Supplied data -
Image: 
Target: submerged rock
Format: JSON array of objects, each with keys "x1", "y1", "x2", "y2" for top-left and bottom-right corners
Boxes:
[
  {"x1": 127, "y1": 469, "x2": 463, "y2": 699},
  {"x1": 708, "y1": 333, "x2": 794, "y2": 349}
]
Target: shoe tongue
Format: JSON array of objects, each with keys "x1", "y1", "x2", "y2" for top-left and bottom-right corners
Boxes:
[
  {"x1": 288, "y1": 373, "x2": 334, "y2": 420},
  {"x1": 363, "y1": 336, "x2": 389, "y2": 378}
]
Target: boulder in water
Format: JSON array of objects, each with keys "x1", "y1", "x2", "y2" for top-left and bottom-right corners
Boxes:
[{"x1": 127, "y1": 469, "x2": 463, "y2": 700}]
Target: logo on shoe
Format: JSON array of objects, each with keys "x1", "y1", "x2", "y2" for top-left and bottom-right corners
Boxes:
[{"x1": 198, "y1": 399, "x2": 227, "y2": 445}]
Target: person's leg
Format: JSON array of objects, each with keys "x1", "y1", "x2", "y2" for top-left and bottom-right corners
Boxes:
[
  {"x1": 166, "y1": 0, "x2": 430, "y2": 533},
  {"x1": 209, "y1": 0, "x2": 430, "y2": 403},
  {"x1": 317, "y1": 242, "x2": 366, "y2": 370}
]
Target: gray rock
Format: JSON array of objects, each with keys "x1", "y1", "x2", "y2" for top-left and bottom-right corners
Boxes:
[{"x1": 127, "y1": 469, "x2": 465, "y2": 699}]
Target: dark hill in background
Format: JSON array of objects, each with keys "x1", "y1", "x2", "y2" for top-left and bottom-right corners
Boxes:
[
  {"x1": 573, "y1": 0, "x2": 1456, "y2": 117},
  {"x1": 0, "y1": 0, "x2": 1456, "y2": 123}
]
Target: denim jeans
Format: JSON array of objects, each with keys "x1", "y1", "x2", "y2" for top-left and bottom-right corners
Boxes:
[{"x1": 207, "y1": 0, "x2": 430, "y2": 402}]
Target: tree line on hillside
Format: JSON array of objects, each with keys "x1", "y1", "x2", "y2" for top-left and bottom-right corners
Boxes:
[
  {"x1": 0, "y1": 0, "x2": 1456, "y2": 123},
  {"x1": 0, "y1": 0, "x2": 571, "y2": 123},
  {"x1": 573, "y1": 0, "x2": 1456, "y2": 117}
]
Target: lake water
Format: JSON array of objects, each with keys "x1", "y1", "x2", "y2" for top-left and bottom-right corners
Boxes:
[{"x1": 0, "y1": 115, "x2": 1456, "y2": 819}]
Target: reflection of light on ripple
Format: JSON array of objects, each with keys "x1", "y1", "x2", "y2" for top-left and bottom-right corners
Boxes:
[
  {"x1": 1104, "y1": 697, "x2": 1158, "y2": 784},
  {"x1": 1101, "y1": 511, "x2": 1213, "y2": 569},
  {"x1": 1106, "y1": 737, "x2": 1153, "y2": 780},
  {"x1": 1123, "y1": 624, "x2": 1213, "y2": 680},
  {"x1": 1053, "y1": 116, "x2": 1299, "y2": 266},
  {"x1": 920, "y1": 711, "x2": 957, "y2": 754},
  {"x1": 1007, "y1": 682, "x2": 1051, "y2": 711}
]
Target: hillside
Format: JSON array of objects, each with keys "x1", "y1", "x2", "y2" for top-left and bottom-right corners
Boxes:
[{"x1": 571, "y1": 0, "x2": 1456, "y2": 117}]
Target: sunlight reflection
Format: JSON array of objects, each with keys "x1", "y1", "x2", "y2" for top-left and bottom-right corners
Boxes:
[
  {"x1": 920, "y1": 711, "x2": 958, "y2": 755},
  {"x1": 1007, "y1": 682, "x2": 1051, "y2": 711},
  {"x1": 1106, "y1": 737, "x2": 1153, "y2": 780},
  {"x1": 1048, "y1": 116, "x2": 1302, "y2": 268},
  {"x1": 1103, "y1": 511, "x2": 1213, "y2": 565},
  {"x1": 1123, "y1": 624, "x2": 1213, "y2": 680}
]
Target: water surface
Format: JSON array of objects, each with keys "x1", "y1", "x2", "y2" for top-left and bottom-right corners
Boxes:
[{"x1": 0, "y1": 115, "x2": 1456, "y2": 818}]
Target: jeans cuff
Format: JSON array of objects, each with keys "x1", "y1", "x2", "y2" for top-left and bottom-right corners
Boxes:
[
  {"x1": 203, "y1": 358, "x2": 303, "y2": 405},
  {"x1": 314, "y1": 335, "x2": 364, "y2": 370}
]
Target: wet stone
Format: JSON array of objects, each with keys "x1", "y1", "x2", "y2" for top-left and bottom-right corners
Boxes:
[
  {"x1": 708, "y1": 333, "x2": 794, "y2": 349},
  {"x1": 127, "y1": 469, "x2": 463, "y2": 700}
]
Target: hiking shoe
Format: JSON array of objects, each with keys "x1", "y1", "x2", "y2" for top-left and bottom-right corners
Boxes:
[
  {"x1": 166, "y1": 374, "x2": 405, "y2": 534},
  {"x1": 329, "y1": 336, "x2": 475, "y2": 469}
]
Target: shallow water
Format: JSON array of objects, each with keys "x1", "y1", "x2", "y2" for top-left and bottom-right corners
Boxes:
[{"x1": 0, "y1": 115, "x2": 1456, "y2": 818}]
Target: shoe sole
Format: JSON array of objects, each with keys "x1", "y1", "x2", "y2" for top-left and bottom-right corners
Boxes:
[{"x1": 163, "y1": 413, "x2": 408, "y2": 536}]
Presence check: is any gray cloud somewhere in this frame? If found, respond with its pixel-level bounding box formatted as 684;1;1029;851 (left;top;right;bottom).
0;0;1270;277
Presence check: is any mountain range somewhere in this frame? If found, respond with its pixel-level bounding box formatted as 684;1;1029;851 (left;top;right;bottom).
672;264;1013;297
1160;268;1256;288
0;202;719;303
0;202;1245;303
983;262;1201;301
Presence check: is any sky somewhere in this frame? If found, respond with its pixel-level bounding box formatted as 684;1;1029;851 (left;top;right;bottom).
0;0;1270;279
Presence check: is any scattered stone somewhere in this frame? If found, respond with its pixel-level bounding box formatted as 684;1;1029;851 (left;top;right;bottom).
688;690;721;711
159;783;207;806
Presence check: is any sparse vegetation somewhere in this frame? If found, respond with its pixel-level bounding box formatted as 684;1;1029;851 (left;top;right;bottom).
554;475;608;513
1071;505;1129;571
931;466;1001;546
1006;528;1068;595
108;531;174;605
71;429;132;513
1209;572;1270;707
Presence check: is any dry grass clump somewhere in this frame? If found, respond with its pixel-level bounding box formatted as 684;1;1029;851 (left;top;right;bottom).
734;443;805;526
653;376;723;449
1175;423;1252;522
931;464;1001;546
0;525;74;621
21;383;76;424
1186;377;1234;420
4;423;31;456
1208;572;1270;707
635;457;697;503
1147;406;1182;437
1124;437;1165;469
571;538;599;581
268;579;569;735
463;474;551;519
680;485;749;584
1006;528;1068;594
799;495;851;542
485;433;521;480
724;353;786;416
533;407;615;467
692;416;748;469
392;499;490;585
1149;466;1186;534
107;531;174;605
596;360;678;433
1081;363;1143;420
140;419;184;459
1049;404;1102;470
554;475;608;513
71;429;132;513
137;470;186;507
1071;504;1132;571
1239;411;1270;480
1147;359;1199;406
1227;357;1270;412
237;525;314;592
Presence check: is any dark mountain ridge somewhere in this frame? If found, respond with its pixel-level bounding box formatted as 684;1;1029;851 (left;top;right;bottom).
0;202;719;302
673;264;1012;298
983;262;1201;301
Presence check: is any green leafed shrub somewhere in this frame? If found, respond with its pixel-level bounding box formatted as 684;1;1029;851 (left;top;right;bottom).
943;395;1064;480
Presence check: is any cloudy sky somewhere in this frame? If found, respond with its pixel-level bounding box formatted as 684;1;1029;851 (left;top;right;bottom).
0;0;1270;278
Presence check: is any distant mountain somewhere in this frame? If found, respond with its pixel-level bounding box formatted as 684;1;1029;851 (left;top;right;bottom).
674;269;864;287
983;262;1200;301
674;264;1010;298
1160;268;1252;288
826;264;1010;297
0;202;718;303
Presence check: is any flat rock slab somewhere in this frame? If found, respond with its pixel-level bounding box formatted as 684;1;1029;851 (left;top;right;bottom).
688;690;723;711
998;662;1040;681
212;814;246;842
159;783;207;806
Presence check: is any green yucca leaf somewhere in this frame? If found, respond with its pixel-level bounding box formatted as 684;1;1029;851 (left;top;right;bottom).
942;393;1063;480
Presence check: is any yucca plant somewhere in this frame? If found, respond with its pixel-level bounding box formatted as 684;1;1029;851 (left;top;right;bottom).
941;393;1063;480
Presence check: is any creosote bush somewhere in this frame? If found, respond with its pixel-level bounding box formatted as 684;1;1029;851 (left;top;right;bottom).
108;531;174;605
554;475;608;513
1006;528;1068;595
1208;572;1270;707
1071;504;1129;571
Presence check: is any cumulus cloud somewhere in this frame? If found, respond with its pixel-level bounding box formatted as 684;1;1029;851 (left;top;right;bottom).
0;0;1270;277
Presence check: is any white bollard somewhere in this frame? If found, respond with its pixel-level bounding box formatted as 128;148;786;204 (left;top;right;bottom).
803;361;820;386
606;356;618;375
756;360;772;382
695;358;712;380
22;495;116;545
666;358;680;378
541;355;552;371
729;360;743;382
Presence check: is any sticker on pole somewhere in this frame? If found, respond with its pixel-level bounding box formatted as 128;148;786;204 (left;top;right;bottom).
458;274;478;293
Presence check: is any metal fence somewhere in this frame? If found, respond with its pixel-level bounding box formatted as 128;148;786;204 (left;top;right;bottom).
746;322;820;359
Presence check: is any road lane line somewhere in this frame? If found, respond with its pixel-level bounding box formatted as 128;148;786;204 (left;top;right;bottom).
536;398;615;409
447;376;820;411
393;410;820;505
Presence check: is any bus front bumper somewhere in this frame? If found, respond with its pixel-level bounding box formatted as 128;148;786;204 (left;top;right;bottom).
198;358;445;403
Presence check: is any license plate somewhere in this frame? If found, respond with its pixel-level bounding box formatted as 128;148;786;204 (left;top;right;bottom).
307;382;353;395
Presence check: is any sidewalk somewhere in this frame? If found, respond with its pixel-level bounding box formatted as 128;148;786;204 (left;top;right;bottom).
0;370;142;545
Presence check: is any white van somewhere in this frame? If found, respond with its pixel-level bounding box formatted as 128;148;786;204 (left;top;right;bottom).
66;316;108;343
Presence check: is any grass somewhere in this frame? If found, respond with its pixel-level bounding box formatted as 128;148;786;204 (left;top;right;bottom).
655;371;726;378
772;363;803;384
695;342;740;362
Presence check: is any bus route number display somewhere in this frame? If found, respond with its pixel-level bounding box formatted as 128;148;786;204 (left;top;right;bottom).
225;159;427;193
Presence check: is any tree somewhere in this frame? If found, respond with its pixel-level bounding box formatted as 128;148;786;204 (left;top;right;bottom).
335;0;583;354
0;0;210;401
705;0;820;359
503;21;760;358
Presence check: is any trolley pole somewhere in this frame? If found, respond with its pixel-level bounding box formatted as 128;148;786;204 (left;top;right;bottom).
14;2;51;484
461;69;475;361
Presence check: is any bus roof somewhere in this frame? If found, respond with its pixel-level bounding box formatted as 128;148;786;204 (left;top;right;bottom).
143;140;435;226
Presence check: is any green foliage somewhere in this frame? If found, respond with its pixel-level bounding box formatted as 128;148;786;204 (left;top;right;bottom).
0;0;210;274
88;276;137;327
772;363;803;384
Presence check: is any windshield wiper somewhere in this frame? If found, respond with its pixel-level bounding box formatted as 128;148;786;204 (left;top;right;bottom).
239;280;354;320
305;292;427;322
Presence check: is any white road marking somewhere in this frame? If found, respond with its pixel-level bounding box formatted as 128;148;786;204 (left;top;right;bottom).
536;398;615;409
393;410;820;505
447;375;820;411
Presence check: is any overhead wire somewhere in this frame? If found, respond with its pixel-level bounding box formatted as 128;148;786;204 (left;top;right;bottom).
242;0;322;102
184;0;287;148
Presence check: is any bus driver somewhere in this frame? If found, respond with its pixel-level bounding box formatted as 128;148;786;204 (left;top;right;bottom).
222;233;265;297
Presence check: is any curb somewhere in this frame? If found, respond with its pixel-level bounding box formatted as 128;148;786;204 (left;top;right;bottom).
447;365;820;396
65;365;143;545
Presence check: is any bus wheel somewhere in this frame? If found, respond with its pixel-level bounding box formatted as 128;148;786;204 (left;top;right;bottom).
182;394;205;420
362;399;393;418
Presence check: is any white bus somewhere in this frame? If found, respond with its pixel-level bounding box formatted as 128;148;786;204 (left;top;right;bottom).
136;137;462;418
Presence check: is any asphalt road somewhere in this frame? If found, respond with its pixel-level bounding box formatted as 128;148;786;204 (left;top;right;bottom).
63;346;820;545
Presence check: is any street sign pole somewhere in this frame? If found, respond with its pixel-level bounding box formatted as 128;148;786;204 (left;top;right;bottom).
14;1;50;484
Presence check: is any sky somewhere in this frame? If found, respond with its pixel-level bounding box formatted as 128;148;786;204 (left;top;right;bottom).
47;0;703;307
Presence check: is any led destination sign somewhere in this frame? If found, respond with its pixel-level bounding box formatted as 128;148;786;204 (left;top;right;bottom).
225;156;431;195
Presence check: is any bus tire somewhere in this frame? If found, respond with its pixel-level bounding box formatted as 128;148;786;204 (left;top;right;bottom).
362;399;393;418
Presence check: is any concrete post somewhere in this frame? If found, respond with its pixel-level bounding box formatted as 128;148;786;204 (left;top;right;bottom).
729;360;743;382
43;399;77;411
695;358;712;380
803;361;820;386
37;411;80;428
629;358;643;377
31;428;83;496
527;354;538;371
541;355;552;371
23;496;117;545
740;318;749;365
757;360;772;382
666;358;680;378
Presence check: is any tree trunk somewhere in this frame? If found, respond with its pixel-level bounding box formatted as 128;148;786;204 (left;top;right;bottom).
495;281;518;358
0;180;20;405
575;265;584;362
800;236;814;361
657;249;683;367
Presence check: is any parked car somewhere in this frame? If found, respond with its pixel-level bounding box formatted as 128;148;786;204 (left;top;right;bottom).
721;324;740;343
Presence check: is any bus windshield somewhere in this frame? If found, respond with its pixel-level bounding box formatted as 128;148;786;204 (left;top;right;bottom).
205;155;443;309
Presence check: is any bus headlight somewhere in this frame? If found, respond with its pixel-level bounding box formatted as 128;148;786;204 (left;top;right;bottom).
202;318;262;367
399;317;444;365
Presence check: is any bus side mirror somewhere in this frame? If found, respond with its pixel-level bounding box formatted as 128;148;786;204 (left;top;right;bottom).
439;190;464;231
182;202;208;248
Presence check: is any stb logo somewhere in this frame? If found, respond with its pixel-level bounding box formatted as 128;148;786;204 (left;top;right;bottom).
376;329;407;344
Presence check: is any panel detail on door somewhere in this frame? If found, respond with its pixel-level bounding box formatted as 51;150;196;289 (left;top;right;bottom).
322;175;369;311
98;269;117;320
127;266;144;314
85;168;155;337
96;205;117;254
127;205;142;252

Given request - Please rewrite the stretch of the data from the line containing "Presence check: is any green foliage" through the line containing "305;292;427;322", replacing "windshield wiper" with "wiper blade" and leaving everything else unchanged.

Solution below -
Presence check: is any green foliage somewhere in this frame? If found, respond with its pixel-level bounding box formatted as 128;148;786;204 (left;top;right;bottom).
0;0;210;274
88;276;137;327
772;363;803;384
Presence check: is any wiper blade somewhere in this frame? If found, respond with its pixel-level bounding box formatted as 128;148;786;204 (left;top;right;bottom).
239;280;354;320
305;292;427;322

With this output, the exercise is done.